→ Tasks
1/ Arrange the lines of the listing as a JSON list of strings, one string per line, leaving out blank lines. Start with the line containing "Where can the chef's" and go on through the line containing "column 432, row 280", and include only those lines.
2/ Please pick up the post about writing after midnight and continue it from where it stops.

It seems I can’t be a normal person and work during the day. Oh no! My brain has to wait until after midnight to form cohesive thoughts. The problem is that I’ve had to get up fairly early lately so I’ve not done a lot of writing. My heart feels it. I was so burdened last night that I simply couldn’t stay in bed. Even though I knew I had to get up at 5, I was up and in front of my computer until 2 just typing away and spewing all over the keyboard.
I’m glad I didn’t post that little bit of crazy.
After hearing four or five conversations that reminded me of how messed up our country is, I simply had to yell at someone and the computer was the only “one” awake. It was a great rant, really, and it was true. I had my facts and I had my stones and I was casting them at everyone. Everyone that, in my opinion, is systematically tearing apart a country that was once admired by most of the world. Everyone from the media, to the politicians, to those on the opposite side of certain debates, to “Christians” that don’t seem to feel the need to follow Christ, to whoever created onesies for adults. Really? Onesies? I vomited everything onto the screen as quickly as my fingers could type and then I went back to bed.
And I laid there.
And I was afraid.
And I cried.

Records from a data source:
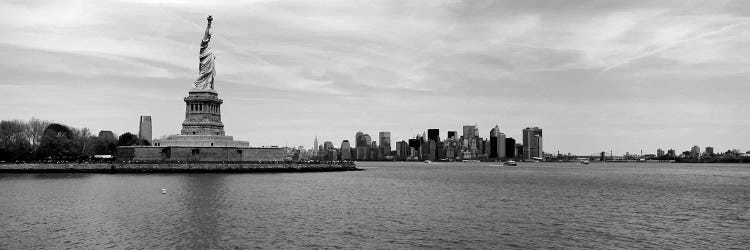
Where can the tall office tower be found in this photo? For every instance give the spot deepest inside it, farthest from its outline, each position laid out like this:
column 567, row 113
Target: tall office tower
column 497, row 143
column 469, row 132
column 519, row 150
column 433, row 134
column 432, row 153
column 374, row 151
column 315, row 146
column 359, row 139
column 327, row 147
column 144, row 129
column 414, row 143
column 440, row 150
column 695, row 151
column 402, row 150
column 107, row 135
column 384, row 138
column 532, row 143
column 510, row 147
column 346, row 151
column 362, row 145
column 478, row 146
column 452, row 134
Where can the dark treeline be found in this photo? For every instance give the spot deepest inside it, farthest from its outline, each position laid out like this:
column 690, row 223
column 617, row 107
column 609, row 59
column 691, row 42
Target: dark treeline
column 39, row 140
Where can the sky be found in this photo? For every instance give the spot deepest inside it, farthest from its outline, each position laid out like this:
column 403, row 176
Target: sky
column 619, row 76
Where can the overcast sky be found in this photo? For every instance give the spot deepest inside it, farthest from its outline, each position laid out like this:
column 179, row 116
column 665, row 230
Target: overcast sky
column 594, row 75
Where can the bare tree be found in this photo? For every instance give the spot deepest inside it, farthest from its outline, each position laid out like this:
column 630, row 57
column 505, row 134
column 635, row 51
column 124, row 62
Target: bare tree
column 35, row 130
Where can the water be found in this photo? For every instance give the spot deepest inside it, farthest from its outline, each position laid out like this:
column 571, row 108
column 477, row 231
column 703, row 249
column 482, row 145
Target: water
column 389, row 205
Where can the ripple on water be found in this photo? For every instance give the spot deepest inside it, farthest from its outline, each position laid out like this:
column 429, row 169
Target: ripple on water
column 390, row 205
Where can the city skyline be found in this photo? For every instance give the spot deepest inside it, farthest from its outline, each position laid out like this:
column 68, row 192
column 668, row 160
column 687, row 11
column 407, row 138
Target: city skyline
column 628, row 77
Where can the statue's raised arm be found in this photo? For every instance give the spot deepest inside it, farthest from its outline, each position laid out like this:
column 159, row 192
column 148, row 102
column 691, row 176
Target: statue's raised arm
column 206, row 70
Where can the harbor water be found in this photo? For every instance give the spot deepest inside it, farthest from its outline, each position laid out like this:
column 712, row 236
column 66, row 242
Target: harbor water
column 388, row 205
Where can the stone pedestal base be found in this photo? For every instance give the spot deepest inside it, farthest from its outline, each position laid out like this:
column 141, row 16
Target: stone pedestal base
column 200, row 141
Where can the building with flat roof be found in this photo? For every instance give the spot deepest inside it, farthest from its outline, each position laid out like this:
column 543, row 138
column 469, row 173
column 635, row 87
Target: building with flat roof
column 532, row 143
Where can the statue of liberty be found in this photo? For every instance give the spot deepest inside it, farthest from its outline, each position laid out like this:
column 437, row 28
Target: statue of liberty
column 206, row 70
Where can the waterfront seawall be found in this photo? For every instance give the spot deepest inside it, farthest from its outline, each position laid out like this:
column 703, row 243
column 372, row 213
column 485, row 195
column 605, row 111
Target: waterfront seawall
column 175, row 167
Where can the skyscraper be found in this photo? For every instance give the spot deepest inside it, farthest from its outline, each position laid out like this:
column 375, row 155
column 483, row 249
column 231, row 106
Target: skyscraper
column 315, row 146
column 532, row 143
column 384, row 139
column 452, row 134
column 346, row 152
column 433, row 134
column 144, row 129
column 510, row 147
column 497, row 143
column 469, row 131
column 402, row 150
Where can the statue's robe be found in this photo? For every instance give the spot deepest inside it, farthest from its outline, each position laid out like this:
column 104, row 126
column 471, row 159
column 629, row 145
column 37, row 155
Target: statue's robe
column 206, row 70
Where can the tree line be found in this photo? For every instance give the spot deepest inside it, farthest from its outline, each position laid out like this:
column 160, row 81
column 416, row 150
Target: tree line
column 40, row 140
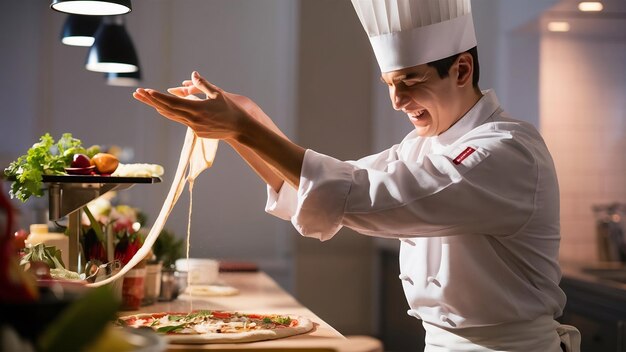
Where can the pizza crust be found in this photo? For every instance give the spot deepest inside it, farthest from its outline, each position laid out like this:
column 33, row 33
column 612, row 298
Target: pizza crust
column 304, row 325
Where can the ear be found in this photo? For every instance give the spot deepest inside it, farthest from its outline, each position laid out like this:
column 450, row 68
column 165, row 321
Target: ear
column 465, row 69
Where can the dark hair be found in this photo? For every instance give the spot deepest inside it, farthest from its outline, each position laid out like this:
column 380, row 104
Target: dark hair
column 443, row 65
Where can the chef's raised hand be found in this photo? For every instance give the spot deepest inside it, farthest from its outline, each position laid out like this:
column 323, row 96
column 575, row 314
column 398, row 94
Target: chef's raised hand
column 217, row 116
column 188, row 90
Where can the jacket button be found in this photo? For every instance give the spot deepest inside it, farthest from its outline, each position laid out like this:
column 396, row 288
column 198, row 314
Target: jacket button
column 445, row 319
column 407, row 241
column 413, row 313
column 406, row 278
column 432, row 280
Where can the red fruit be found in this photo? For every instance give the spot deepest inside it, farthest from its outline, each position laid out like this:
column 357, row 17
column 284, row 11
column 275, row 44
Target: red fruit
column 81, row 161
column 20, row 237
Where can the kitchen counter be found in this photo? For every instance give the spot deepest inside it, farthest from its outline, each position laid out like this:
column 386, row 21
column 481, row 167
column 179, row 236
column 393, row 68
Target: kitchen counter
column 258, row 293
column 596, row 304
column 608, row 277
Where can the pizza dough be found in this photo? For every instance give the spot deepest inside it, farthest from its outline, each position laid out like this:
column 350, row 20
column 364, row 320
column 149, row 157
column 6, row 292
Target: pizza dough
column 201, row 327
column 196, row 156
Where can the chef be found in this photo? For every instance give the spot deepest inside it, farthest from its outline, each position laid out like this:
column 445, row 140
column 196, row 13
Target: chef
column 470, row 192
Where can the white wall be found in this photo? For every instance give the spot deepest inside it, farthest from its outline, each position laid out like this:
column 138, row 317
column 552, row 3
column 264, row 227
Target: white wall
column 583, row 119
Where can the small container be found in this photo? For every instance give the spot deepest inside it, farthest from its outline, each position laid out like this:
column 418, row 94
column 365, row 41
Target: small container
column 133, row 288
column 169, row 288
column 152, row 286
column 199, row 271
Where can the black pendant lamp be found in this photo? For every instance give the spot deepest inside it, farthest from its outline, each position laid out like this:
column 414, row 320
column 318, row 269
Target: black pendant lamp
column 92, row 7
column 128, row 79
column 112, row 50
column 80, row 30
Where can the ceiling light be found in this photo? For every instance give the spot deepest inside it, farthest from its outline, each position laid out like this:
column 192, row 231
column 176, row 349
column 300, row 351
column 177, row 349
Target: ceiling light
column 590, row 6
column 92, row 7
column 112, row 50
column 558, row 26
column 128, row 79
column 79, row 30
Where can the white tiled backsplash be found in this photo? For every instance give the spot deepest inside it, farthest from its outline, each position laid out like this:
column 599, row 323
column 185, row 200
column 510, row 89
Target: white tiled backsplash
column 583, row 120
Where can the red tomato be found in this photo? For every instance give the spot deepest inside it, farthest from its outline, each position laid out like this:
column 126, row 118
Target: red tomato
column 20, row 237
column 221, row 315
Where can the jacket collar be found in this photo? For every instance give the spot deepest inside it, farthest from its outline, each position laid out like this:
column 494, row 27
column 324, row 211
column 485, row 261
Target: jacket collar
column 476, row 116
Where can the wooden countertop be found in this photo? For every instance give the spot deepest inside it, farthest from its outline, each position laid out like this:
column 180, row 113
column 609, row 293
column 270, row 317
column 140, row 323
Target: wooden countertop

→ Answers to the exercises
1/
[
  "Where can the chef's raised hand be found in this photo? For every instance give the spot deepest inside it, farthest from its outline, each position laid out like this:",
  "column 323, row 96",
  "column 575, row 314",
  "column 398, row 94",
  "Target: chef's raised hand",
  "column 217, row 116",
  "column 188, row 90",
  "Where can the jacket button be found in this photo? For every instance give the spot deepest inside it, farthest from its outline, each position laid out like this:",
  "column 396, row 288",
  "column 198, row 314",
  "Target: jacket button",
  "column 445, row 319",
  "column 407, row 241",
  "column 413, row 313",
  "column 406, row 278",
  "column 432, row 280"
]

2/
And I was convicted.
You see, my husband trains pastors in countries where they have little or no access to education. He’s honored to work with a ministry called Global Advance and we had just been to their yearly dinner in which many of the front-line pastors in those countries came to share what God is doing among their people. I was shocked by the suffering around the world, the violence that families deal with daily and the need for basic things such as food. I was also amazed by what God is doing in the midst of such hardships. But what God brought to mind wasn’t the stories of horror and hopelessness. He brought to mind what the people of God were doing, through His love and power, to bring life and hope back into that hopelessness. It was the perseverance that they had in the face of what seems to be impossible odds. And it was the assurance they have that this world is not their home that enabled them to hold on loosely to possessions, position and even life itself.
As I tried to sleep, I remembered listening to a leader from India whose brother was killed by Pakistani terrorists. When the media, who use their power to keep the animosity between the two countries going, asked how he felt and if he hated the terrorists he said, “No, I don’t hate them. The greatest threat to us all isn’t one another, it’s the hate within our own hearts.” Ouch! That one hurt. Anyway, instead of wanting revenge and hating his enemies, God led this man to pray for them and to orchestrate a meeting between Pakistani and Indian pastors in which they worked on and prayed about ways to stop the hatred. It’s the first time in his life that he had been in the same room with men from Pakistan and he cried as he hugged them.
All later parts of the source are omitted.